## BEGIN

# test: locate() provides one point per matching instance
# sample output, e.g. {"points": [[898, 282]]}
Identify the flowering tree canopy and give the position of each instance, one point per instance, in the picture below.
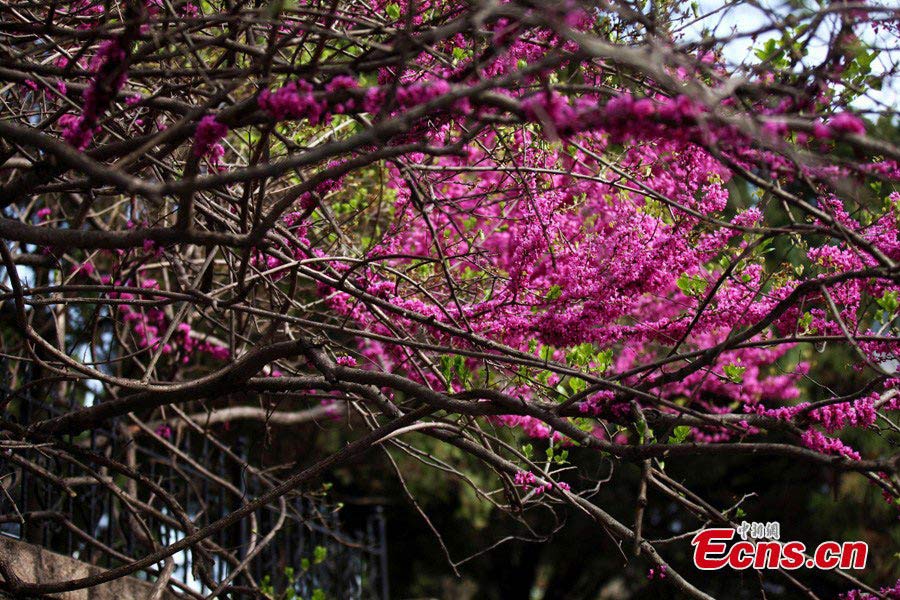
{"points": [[644, 233]]}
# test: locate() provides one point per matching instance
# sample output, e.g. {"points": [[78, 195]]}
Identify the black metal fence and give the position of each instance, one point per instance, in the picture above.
{"points": [[99, 516]]}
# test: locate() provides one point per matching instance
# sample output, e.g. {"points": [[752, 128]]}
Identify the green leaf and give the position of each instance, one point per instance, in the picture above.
{"points": [[603, 360], [691, 285], [734, 373], [679, 434]]}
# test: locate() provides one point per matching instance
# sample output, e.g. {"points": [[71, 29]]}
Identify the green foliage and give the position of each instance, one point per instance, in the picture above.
{"points": [[691, 285], [734, 373], [679, 434]]}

## END

# What you have to do
Rewrite all of the material above with every "instance" switched to "occurrence" and nothing else altered, omitting the pictures.

# Complete response
# test: locate() provides one point per matching occurrence
# sample output, e.g. {"points": [[898, 282]]}
Identify the flowering tree canopy and give the position of each occurrence, one point per occurrence, in the picture below.
{"points": [[644, 233]]}
# test: locate() provides one point per matching occurrence
# sample output, e.g. {"points": [[78, 195]]}
Identify the black metal fence and give the position of each occurrence, one point per occurrence, in the picture above.
{"points": [[99, 516]]}
# test: locate() provides one point per matching occurrence
# sample output, e.g. {"points": [[752, 128]]}
Identify the green leaf and give the position of each occurrence, one point per occurrence, in the picture above.
{"points": [[603, 360], [691, 285], [734, 373], [679, 434]]}
# test: locate() provides one point per matching occurrence
# sample output, e.g. {"points": [[71, 29]]}
Identify the green foliage and give the position of each occurrence, one point per occurrence, in the picture above.
{"points": [[691, 285], [734, 373], [679, 434]]}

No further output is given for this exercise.